> _Document section_:
Keegan writes that Jones’s second epic poem, The Anathemata, includes a voyage ‘from Troy to Rome’. It doesn’t.

Finally, Keegan thinks I suggest that ‘Jones converted to Catholicism … to re-establish community with the past.’ I didn’t mean to. He joined the Church solely because he considered it ‘real’ (his word) and the alternatives not. This jars with ecumenical sensibilities but correlates with Keegan’s highlighting the importance to Jones of specific realities.

Thomas Dilworth
Windsor, Ontario

Paul Keegan doesn’t register that the canon of David Jones’s work has significantly expanded over the last two years. A volume of unpublished prose, edited by Thomas Berenato, Anne Price-Owen and Kathleen Henderson Staudt, and published last year by Bloomsbury, includes Jones’s controversial essay on Hitler and a series of reflections on Gerard Manley Hopkins. ‘The Grail Mass’ and Other Works, also from Bloomsbury last year, edited by Thomas Goldpaugh and myself, introduces a third book-length poem into the Jones corpus. The Grail Mass, at one time entitled The Anathemata, Part II, was composed during Jones’s period of ‘masterly inactivity’, as Keegan puts it, following the completion of In Parenthesis and his accompanying nervous breakdown.

> _Instructions_:
• a. According to the passage on David Jones, which publisher issued the volume of his unpublished prose?
• b. Reproduce the part of the passage on David Jones starting at "Keegan writes that" and ending at "of specific realities.".

> _Material supplied_:
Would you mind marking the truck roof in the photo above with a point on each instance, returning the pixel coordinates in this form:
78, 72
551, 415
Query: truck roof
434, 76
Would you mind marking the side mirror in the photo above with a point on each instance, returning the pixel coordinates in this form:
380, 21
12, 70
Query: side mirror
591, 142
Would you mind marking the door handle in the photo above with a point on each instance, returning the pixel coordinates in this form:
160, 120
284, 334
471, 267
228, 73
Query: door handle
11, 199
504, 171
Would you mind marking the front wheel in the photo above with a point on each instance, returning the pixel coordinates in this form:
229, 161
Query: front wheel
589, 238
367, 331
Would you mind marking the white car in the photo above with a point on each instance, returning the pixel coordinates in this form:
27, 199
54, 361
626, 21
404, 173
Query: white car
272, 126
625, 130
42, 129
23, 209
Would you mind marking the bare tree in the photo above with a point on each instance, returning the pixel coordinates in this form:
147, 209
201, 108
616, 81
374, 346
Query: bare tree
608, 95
--
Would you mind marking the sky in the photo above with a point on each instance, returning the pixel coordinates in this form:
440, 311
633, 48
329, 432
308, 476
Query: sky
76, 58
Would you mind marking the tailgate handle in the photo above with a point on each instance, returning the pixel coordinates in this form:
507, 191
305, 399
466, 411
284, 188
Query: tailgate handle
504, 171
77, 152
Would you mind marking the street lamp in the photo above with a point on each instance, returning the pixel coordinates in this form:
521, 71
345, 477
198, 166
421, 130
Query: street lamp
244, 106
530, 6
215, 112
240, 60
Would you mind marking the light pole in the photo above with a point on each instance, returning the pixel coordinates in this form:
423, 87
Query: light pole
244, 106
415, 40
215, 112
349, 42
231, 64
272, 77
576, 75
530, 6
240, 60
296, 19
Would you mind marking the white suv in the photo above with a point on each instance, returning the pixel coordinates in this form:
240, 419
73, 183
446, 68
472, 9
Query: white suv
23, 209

> _List of answers_:
• a. Bloomsbury

• b.
Keegan writes that Jones’s second epic poem, The Anathemata, includes a voyage ‘from Troy to Rome’. It doesn’t.

Finally, Keegan thinks I suggest that ‘Jones converted to Catholicism … to re-establish community with the past.’ I didn’t mean to. He joined the Church solely because he considered it ‘real’ (his word) and the alternatives not. This jars with ecumenical sensibilities but correlates with Keegan’s highlighting the importance to Jones of specific realities.